Review: Cut Bank

If it’s meant as a pulpy genre exercise, Matt Shakman’s competence in various modes works to strip it of any sense of coherent vision.

Cut Bank
Photo: A24

It would be mildly facetious to imply a direct correlation between the workmanlike prolificacy of director Matt Shakman’s diverse television work and the episodic ungainliness of his feature debut, Cut Bank, but it would also be unwise to ignore the salient effects of medium crossover. The film relies on fresh star power (Liam Hemsworth and Teresa Palmer) to carry it while strengthening its stature with supporting roles by seasoned vets (John Malkovich, Bruce Dern, Billy Bob Thornton). It has a convoluted plot whose knottier details are unsatisfyingly truncated by the shorter run time. Elements of romance, thriller, melodrama, and dark comedy are shuttled through without the film ever resolving on any particular tonal frequency. And, perhaps most flagrant of all, Cut Bank reflects a pattern that crops up now and again in the televisual realm: the superficial mugging of the eccentricities of brand-name directors whose careers have flourished largely in the cinema.

TASK INSTRUCTIONS =>
A: Return the section of the Cut Bank review from "Review: Cut Bank" up to and including "of coherent vision.".
B: Carry the Cut Bank review forward from the point where it ends.

SOURCE DATA =>

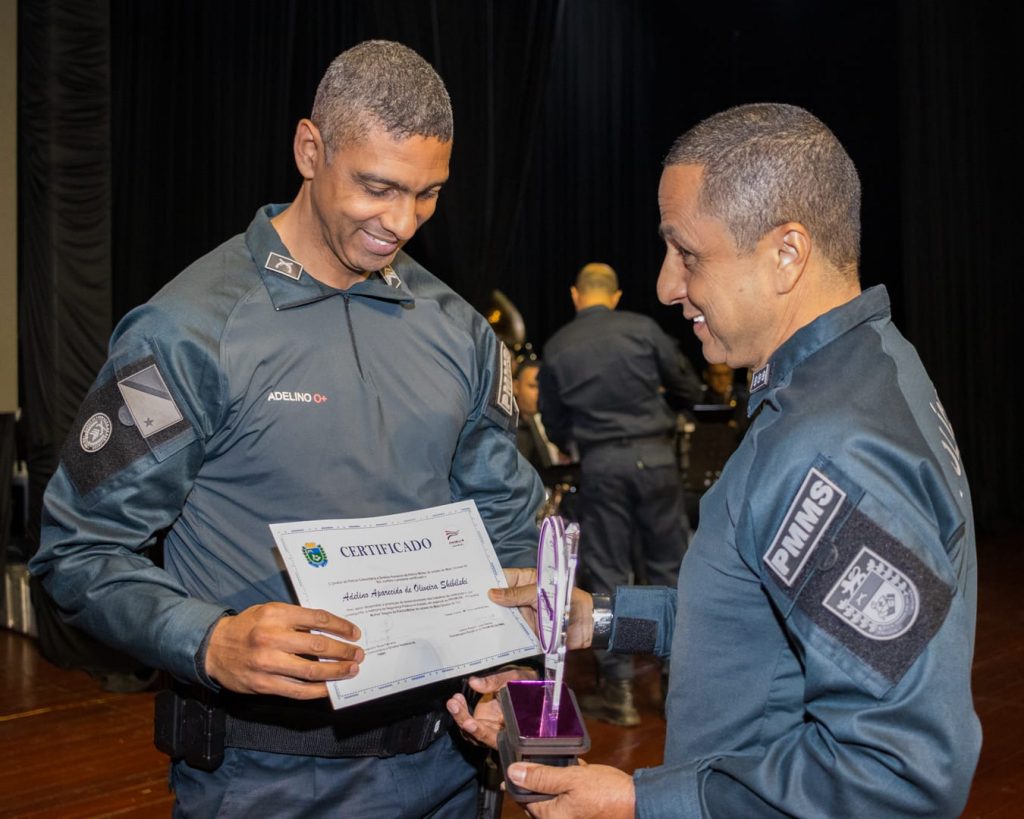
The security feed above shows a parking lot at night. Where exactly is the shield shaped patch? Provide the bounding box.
[823,547,919,640]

ANSWERS TO THE TASKS =>
A:
Review: Cut Bank

If it’s meant as a pulpy genre exercise, Matt Shakman’s competence in various modes works to strip it of any sense of coherent vision.

B:
The Coens and David Lynch are the prime guiding spirits here. Robert Patino’s script drops us into Cut Bank, Montana, here envisioned as a composite of the fictional universes of Twin Peaks and Fargo, where thrice we’re shown a roadside totem proclaiming the town as the “coldest spot in the nation.” (That Shakman sets his film in the summer and still dwells on this detail makes one wonder why he bothered to set it here at all.) Dwayne Mclaren (Hemsworth) is a good ol’ boy who seeks to flee his hometown with his blond sweetheart, Cassandra (Palmer), by involving himself in a shady murder scheme: While taking a video of his girlfriend’s pageant rehearsal, he “accidentally” photographs incriminating evidence in the background. Rewards are expected, but karma results. As this turmoil sorts itself out in bloody and preposterous ways, an out-of-town businessman shows up to rave about the local culinary goods (“Damn, the best fuckin’ cobbler I’ve ever had!”), an aging bombshell (Sonya Salomaa) reminisces at the local diner about her glory days as Miss Cut Bank, and a key character gets wrapped in plastic. Such touches aim for archetypal Americana, but wind up as secondhand mimicry of the same disembodied-ear-behind-the-picket-fence dichotomies wielded to much sharper effect in the work of Lynch and the Coens.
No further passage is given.